Provided data:

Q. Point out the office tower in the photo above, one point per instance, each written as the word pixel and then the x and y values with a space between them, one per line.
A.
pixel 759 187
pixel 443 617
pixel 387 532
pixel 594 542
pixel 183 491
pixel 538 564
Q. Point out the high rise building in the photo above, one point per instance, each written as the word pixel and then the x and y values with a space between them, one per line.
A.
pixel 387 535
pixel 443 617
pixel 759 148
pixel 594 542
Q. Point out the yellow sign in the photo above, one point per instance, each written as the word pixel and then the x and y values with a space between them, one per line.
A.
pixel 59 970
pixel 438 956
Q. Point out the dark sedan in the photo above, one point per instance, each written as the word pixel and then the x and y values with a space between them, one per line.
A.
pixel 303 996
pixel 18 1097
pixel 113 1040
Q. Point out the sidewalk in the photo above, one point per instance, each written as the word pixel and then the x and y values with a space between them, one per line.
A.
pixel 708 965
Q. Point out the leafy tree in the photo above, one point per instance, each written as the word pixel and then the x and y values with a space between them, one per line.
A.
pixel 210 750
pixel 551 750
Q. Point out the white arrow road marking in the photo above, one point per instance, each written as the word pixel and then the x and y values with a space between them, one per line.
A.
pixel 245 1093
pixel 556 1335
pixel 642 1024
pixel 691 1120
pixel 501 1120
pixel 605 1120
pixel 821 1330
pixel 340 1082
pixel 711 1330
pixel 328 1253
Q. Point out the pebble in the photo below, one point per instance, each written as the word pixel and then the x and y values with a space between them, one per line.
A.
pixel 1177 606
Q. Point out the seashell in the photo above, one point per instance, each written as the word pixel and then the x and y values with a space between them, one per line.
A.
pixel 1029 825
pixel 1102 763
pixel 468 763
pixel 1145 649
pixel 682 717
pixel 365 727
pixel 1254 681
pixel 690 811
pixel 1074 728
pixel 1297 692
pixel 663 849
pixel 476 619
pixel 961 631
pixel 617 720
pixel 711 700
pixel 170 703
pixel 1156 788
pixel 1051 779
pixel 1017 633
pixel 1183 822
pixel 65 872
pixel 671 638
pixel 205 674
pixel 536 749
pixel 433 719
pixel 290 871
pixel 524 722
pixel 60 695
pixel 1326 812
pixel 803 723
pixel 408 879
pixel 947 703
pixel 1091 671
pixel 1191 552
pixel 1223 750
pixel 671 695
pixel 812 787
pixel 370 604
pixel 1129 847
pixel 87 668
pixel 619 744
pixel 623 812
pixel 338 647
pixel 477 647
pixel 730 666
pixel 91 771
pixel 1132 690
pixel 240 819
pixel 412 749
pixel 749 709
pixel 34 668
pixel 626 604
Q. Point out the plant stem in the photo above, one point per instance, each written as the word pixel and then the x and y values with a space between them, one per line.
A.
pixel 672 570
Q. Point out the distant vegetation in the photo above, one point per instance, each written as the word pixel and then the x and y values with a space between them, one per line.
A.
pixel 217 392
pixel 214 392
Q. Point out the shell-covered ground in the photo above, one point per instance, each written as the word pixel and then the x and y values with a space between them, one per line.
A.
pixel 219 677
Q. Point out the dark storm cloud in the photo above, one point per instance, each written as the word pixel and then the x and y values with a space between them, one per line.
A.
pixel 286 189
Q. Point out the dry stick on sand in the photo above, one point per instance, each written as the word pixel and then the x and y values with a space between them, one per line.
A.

Written instruction:
Repeat all the rows above, switching each "one point per instance" to "one point per item" and leaving everything else as it is.

Completed task:
Q. Point out the office tower in the photo above, one point per item, each written as the word pixel and then the x and y values with a space between them, one per line.
A.
pixel 759 187
pixel 443 617
pixel 387 532
pixel 594 542
pixel 183 491
pixel 538 564
Q. Point out the high rise building in the photo above, one point per item, each written as the word pixel and then the x and y values with a space between them, one per line.
A.
pixel 387 535
pixel 443 617
pixel 759 148
pixel 594 542
Q. Point out the yellow sign in the photo above, one point per item, each written as the word pixel and then the x and y values with a space between them, one per line.
A.
pixel 59 970
pixel 438 956
Q. Point out the dark sedan in the photo above, one point per item, each written as the word pixel and then the x and y values with a space between them, one per line.
A.
pixel 303 996
pixel 18 1097
pixel 113 1040
Q. Point out the sidewalk in the photo above, one point per item, each written as the word pixel and then the x and y values with a space between them, one per line.
A.
pixel 708 965
Q. Point out the leafy tree in the photo above, one point per item, each written as the word pixel and then the x and y values with a space between them, one per line.
A.
pixel 210 750
pixel 551 750
Q. Point out the white arrow road marking in the photo above, one point per item, each written as the word pixel and then the x and y values with a space between them, one per line.
A.
pixel 245 1093
pixel 556 1335
pixel 642 1024
pixel 691 1120
pixel 501 1120
pixel 605 1120
pixel 821 1330
pixel 340 1082
pixel 711 1330
pixel 328 1253
Q. Point out the pebble in the photo below, one point per item, each written as the word pixel and then the x and y values with a space between them, one per line.
A.
pixel 1177 606
Q. Point out the seashell in the photo above, one point per item, each written as the word pixel and then the x and y values with a space between them, one per line.
A.
pixel 1029 825
pixel 1102 763
pixel 468 763
pixel 1145 649
pixel 682 717
pixel 365 727
pixel 1254 681
pixel 690 811
pixel 1074 728
pixel 1297 692
pixel 663 849
pixel 476 619
pixel 961 631
pixel 617 720
pixel 711 700
pixel 170 703
pixel 1156 788
pixel 1051 779
pixel 1017 633
pixel 1183 822
pixel 65 872
pixel 671 638
pixel 205 674
pixel 536 749
pixel 433 719
pixel 290 871
pixel 524 722
pixel 60 695
pixel 1326 812
pixel 803 723
pixel 408 879
pixel 947 703
pixel 1091 671
pixel 1191 552
pixel 1223 750
pixel 671 695
pixel 812 787
pixel 370 604
pixel 1129 847
pixel 87 668
pixel 619 744
pixel 623 812
pixel 338 647
pixel 477 647
pixel 730 666
pixel 91 771
pixel 1132 690
pixel 240 819
pixel 412 749
pixel 749 709
pixel 34 668
pixel 626 604
Q. Point out the plant stem in the photo above, one point per item, each written as the word pixel and then the x and y values with a space between them, one per line.
A.
pixel 672 570
Q. Point out the distant vegetation in the photo above, one point per item, each written as the word pixel and then the x and y values with a space between them, one per line.
A.
pixel 217 392
pixel 214 392
Q. Point out the shell-covered ground in the photo above, one point per item, each written as the word pixel and then the x and y values with a space between them, one per line.
A.
pixel 219 677
Q. Point out the dark storm cloud in the photo above, one point per item, each written as the word pixel and then the x and y values with a space between them, one per line.
A.
pixel 286 189
Q. Point out the dry stick on sand in the photo above, one point per item, each written as the word pixel and then the x and y values with a space between them, one per line.
A.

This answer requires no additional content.